Every record must be transcribed in its entirety, apart from the images, which are to be omitted.

*** Begin section ***

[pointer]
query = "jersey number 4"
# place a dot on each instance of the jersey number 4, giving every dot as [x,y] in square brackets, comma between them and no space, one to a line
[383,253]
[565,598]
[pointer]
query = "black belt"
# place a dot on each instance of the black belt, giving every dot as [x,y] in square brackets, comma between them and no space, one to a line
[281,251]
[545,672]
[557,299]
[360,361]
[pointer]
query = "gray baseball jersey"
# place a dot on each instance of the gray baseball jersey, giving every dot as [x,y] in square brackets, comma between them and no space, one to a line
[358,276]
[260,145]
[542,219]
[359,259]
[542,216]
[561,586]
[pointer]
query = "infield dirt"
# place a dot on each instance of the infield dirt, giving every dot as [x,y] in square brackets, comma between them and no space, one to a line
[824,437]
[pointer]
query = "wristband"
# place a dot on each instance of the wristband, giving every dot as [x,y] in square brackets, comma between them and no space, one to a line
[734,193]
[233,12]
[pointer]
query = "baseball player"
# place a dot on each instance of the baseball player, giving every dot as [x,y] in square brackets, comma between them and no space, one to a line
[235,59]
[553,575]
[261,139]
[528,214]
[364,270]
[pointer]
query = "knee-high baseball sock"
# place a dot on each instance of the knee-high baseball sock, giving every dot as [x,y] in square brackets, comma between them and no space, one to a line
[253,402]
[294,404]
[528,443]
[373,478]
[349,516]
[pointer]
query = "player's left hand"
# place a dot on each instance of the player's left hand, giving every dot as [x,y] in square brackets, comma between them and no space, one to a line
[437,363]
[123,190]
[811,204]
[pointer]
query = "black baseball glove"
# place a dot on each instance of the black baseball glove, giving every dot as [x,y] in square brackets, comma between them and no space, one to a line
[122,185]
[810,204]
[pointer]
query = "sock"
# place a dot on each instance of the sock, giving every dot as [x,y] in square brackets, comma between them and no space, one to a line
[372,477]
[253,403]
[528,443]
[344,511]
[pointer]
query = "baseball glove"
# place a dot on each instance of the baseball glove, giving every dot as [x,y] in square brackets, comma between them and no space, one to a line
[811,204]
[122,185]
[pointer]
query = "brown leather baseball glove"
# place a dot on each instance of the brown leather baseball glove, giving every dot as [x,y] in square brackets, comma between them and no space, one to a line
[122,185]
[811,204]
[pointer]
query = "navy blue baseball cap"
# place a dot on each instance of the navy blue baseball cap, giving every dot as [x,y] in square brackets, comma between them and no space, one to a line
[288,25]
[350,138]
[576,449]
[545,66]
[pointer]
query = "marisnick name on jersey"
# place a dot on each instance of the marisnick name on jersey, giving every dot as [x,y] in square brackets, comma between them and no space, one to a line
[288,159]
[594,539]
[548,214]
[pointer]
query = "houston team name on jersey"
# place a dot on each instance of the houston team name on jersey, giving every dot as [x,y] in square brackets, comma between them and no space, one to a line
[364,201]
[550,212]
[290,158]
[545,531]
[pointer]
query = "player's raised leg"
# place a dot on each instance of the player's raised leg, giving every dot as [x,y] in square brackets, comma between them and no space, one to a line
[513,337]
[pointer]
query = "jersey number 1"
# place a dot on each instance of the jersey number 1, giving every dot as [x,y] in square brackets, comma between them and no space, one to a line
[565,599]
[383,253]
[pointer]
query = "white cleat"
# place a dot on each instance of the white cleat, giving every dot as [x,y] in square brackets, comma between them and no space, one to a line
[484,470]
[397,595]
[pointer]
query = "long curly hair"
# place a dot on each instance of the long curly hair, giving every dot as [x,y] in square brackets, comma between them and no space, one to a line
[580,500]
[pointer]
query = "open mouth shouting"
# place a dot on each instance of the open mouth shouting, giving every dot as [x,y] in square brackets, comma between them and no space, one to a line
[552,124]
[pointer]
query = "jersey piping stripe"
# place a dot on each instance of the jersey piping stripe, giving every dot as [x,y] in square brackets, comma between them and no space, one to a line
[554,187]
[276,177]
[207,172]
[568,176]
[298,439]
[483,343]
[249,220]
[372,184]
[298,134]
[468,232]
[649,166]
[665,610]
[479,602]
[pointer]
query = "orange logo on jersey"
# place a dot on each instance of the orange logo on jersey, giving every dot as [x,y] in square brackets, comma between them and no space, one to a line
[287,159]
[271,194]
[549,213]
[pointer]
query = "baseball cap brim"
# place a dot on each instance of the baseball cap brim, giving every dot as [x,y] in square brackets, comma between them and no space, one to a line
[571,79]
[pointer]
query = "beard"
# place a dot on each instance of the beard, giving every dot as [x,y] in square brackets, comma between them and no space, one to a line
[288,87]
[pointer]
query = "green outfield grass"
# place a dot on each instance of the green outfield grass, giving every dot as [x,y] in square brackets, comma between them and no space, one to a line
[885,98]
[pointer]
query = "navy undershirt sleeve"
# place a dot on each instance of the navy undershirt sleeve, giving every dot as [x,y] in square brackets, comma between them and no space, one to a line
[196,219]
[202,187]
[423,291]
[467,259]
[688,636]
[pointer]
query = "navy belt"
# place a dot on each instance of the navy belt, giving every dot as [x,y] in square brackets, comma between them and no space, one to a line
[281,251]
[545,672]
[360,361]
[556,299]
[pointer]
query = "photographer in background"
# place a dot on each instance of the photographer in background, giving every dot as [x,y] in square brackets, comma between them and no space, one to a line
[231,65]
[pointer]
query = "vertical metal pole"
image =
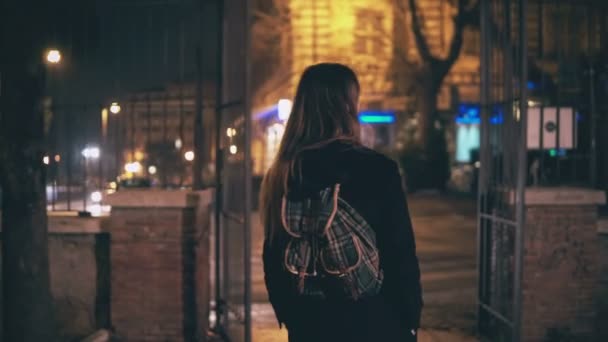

*** End section ***

Answer below:
[pointer]
query = "jersey number 4"
# place a dot on each instance of the jersey number 4, giving every dot as [x,y] in square brackets, comma between them and no space, one to a line
[383,253]
[565,598]
[pointer]
query = "black belt"
# place a dot on each instance of the black belt, giving every dot as [x,y] in square brackets, comma between them and no space, one to a line
[281,251]
[545,672]
[557,299]
[360,361]
[pointer]
query = "gray baseball jersey"
# place a dot on each instance of the gray baseball jersey, giving every dot as [x,y] in square brackets, comma between them and no space, one to a line
[358,276]
[260,145]
[542,219]
[359,259]
[542,216]
[561,586]
[pointer]
query = "infield dirt"
# place a dot on each instance of the infield dirt, giving every dot as [x,y] in square brackets, comma between them and no space, one to a line
[824,437]
[pointer]
query = "wristband"
# place a dot on each instance of the wristband, giving every dot as [x,y] in square brackets, comma between them and no space, one to a line
[734,193]
[233,12]
[pointer]
query = "baseball player"
# place a dot on each instance of the baseball player, giving every dot as [x,y] in square brackets, comma between them and no space, one to a line
[235,59]
[553,575]
[261,139]
[528,214]
[364,270]
[pointer]
query = "knee-high baseball sock"
# place a dot on each instance of the knee-high baseball sock, giving every dot as [x,y] in square brackets, comma between them and no space, one to a line
[253,402]
[294,404]
[528,443]
[373,478]
[349,516]
[pointer]
query = "player's left hand"
# place a dot on each instance of the player's left hand, giving every dot as [x,y] in square brackets, comma between them and no space, one to a line
[437,363]
[123,190]
[811,204]
[pointer]
query = "black baseball glove"
# place a dot on each instance of the black baseball glove, giving every dot as [x,y] in square brackets, comma between them and no space, one to a line
[122,185]
[810,204]
[pointer]
query = "sock"
# place a dot on each instance of the sock, giving every dot as [x,y] in square brackets, comma between them and no space, one to a line
[372,477]
[253,403]
[528,443]
[344,511]
[pointer]
query = "baseball glove"
# place a dot on each instance of the baseball glove, giving every dot as [x,y] in square brackets, comma between them and no space, one to a line
[811,204]
[122,185]
[pointer]
query = "brown leather baseball glove"
# place a dot on each instance of the brown leather baseball glove, giving every dot as [x,y] in square brackets, comma between them and no space, one to a line
[122,185]
[811,204]
[pointer]
query = "navy blue baseball cap"
# place a dot on each instance of the navy blue baseball cap, giving every dot as [x,y] in square brackets, comma between them and no space, one to a line
[288,25]
[350,138]
[576,449]
[545,66]
[pointer]
query = "marisnick name on jersey"
# place a dot on each instance of the marisnick name on jersey, giving every dot as [x,y] in square brackets, comma between them and no space, one to a line
[288,159]
[594,539]
[548,214]
[pointer]
query = "houston team name on jersey"
# place a dot on each instance of the houston team name on jersey, giving every dot as [x,y] in square brackets, comma between them and no space, one to a line
[364,201]
[550,212]
[290,158]
[545,531]
[pointer]
query = "player's raised leg"
# place a dot on each instance of the player's raised leg, giving every dot as [x,y] in square brackets, comma between them and no space, one to a line
[513,337]
[pointer]
query = "jersey number 1"
# place a dot on each instance of the jersey number 1, giving every dot as [x,y] in square brackets, comma between them and no space, one to a line
[565,599]
[383,253]
[pointer]
query = "white cleat"
# place a dot on each instance of the white cleat, giving every dot as [x,y] in square brackets, comma between them and no space, one to a line
[484,470]
[397,595]
[pointer]
query = "long curly hair"
# place a dot on each instance of the long curly hair, giving every dot as [x,y] in square brackets, comma between them and no space, one to a line
[580,500]
[pointer]
query = "open mouth shouting"
# place a dot on each instance of the open mouth shouting, giving every dot as [x,y] in square brackets, comma between them and no space, one to a line
[552,124]
[pointer]
query = "jersey piping stripe"
# place a dot on each instance of the jersey piping stripe, giving every dot as [x,y] in square brackets, comma between them and no space, one to a line
[554,187]
[276,177]
[207,172]
[568,176]
[298,439]
[483,343]
[249,220]
[372,184]
[298,134]
[468,232]
[649,166]
[665,610]
[479,602]
[pointer]
query = "orange logo on jersey"
# place a dot on each instance of the orange logo on jersey, giving every dot as [x,y] in square brackets, comma between them and no space, one to a line
[287,159]
[271,194]
[549,213]
[pointer]
query = "baseball cap brim"
# place a dot on each instance of the baseball cap brim, giving every dot as [x,y] in square brackets, comma between them and no space, one to a line
[571,79]
[pointer]
query = "beard"
# place a dot on each instance of the beard, giving every dot as [x,y] in square brackets, comma between them and no space, one to a line
[288,87]
[pointer]
query = "green outfield grass"
# place a dot on each instance of the green outfield grass, giving every dot as [x,y] in square brackets, comma between them and no space, one to a line
[885,98]
[pointer]
query = "navy undershirt sleeve"
# place a dot on each instance of the navy undershirt sleeve, giving every dot as [x,y] in square brackets, comma between them and no space, one to a line
[196,219]
[202,187]
[423,291]
[467,259]
[688,636]
[pointer]
query = "navy belt"
# place a dot on each instance of the navy belt, giving every dot as [x,y] in square brackets, comma between them and no space, one to a line
[281,251]
[545,672]
[360,361]
[556,299]
[pointer]
query = "photographer in background"
# place a dot on each instance of the photographer in background, giving every dot as [x,y] in square brackets, comma between them and no space, one to a line
[231,65]
[pointer]
query = "vertical metal pole"
image =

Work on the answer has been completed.